• [Exercise directions] Render every line of the entries below as a numbered list, skipping blank lines and leaving out the pictures.

• [Exercise input]
+ + + + + + +

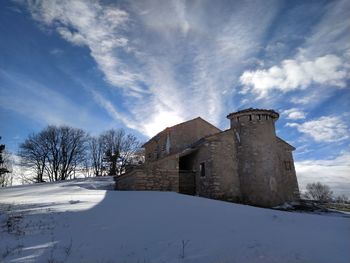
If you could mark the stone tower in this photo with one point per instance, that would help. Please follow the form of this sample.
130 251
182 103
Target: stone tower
257 156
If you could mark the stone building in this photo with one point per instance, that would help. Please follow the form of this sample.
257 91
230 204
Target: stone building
247 163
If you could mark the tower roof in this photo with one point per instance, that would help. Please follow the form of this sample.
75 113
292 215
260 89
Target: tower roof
271 112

+ + + + + + +

• [Task response]
1. If you could mark the stone tower in this photo with one point per instance, that would help. Please follow the form of this sample.
2. 130 251
3. 182 103
4. Target: stone tower
5. 257 156
6. If you could mark the stone building in this photo with one point per instance, that would help. Please follow the form of this sample.
7. 257 91
8. 230 204
9. Target: stone building
10. 247 163
11. If you could mark the tower roof in this photo with one point per instance, that would help. Please follow the form of this sample.
12. 75 113
13. 292 215
14. 260 89
15. Target: tower roof
16. 271 112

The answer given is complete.